Учебный текст:
▬▬▬

Автору очень хотелось бы, конечно, представить Ставрогина "нигилистом", он даже делает его – правда, лишь в прошлом – каким-то дилетантским эпизодическим участником, от нечего делать, каких-то загадочных "центров", - но пойти на что-нибудь более решительное в этом направлении автор все же не решается. Слишком дико было, даже при крайнем субъективистском произволе, всерьез настаивать на участии Ставрогина в революционном движении. Автор подчеркивает, что Ставрогин – барич, начисто оторванный от народа, от страны, от всего человечества отщепенец. От страшной скуки и пустоты, а также в целях своего специфического экспериментаторства он участвует в гнусных садистских кружках, где такие же опустошенные подлецы, как он, грязно обижают детей; он связывается с уголовным миром, с подонками Петербурга, пропойцами, шутами вроде Лебядкина, убийцами. Пытаясь хоть куда-нибудь уйти от своей пустоты, Ставрогин всегда оказывается лицом к лицу с нею, потому что у него нет ни идеи, во имя которой он мог бы жить, ни живых связей с людьми.
Каковы бы ни были субъективные цели, руководившие Достоевским при создании образа Ставрогина, какую бы реакционную фальшивую тенденцию он ни пытался вложить в созданный им образ, писатель несомненно отразил объективную социальную реальность. Ставрогин – продукт распада, гниения барства в переломную эпоху. Новое в таких фигурах смертельно гниющего барства, выведенных Достоевским, как Свидригайлов, Ставрогин, - это их беспокойство, смятение, вызванное кризисной эпохой, когда зашатались все старые авторитарные скрепы. Ставрогину жутко оттого, что в его "душе" нет никаких моральных норм – хоть шаром покати! Именно в этом и заключается объективный смысл того, что Ставрогина "всю жизнь бог мучил". Является ли религия надежной скрепой? Или всему суждено расшататься, расползтись в разные стороны? Ведь таким явлением социального распада, морального нигилизма, эгоцентристам типа Ставрогина всегда кажется, что если они гибнут, расщепляются, расползаются, то и весь мир гибнет, расползается вместе с ними.

▬▬▬

Набор записей:

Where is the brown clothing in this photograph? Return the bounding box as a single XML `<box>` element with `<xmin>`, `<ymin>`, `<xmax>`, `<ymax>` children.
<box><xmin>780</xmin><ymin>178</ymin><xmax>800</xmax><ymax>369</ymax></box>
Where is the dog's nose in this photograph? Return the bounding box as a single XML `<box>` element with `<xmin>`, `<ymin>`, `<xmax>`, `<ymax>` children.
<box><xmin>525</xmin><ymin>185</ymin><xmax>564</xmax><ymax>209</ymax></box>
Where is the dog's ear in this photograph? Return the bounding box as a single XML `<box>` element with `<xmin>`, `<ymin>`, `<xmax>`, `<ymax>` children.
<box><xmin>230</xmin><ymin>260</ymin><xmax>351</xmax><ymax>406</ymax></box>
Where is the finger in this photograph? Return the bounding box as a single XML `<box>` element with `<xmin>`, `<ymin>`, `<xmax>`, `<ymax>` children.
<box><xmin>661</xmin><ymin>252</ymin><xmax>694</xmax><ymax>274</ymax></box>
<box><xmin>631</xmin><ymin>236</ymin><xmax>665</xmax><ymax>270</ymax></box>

▬▬▬

Список заданий:
1: Перечислите все имена людей и персонажей, которые встречаются в тексте о Ставрогине.
2: Приведите продолжение текста о Ставрогине, которое начинается сразу после его последнего предложения.
Листинг взят из другого источника.

Ответы к заданиям:
1: Ставрогин, Достоевский, Лебядкин, Свидригайлов.

2:
Достоевский заставлял себя верить в бога, как Шатов. Но вероятно, что мысль о невозможности для человечества жить без бога вызывала в нем самом усмешку. Верховенский рассказывает Ставрогину, что некий капитан, наслушавшись атеистических разговоров, потрясенный в высшей степени, воскликнул: "Если бога нет, - какой я капитан?" – "Довольно цельную мысль выразил", - издевается Ставрогин. Так пародировать самую "святую" свою идею вряд ли возможно, если она действительно является святой для ее пропагандиста. Ведь идея Достоевского и сводилась к этому: "Если бога нет – какой я человек?" Подобные этому пародийные мотивы звучали и в других произведениях Достоевского. В романе "Идиот" наемный кулачный боец Келлер рассказывает князю Мышкину, что он воровал единственно по причине утраты веры во всевышнего. В записях к "Двойнику" Голядкину снится сон об упразднении веры в бога. Все бьют друг друга прямо на улицах. Вряд ли все это можно понять иначе, чем иронию Достоевского над собственной проповедью… И все же лишь в этой фальшивой проповеди видел он спасение от ставрогинщины и свидригайловщины.
Ставрогин по натуре своей провокатор. И действительно, если подобных господ и прибивает каким-нибудь ветром к участию – не в революционном движении, а в различных извращениях революционного движения, - то они обычно становятся провокаторами.
Еще в записях к "Двойнику" мы встречаемся с догадкой Достоевского о том, что раздвоенность связана с возможностью предательства. В числе неосуществившихся замыслов писателя был и такой: Голядкин-старший предупреждает Петрашевского, что Голядкин-младший донесет на него полиции. В ответ на удивление Петрашевского Голядкин объясняет: нас ведь двое. Петрашевский говорит ему, что именно он, г. Голядкин-старший, и донесет.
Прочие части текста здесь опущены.